··· INFORMATION

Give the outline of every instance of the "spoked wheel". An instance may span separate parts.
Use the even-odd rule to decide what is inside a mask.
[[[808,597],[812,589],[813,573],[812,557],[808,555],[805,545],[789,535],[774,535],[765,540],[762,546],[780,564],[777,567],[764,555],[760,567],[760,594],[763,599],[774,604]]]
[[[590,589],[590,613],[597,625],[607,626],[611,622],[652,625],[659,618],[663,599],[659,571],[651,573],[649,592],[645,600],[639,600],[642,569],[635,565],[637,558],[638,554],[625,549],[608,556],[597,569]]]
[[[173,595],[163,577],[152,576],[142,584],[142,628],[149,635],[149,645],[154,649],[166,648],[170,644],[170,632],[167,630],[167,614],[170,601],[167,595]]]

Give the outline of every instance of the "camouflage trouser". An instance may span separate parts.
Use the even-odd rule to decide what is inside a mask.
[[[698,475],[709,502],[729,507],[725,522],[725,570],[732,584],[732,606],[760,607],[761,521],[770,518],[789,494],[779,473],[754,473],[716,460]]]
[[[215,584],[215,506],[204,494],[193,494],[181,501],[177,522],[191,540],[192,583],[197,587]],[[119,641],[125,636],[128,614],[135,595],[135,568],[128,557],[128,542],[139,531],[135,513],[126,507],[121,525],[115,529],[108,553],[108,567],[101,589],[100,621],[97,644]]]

······

TASK INSTRUCTIONS.
Report all lines in the listing above that contain the word "every".

YOUR RESPONSE.
Give the outline of every instance of the "spoked wheel". An instance may span separate parts.
Give the outline of every instance of the "camouflage trouser". An instance may span separate parts.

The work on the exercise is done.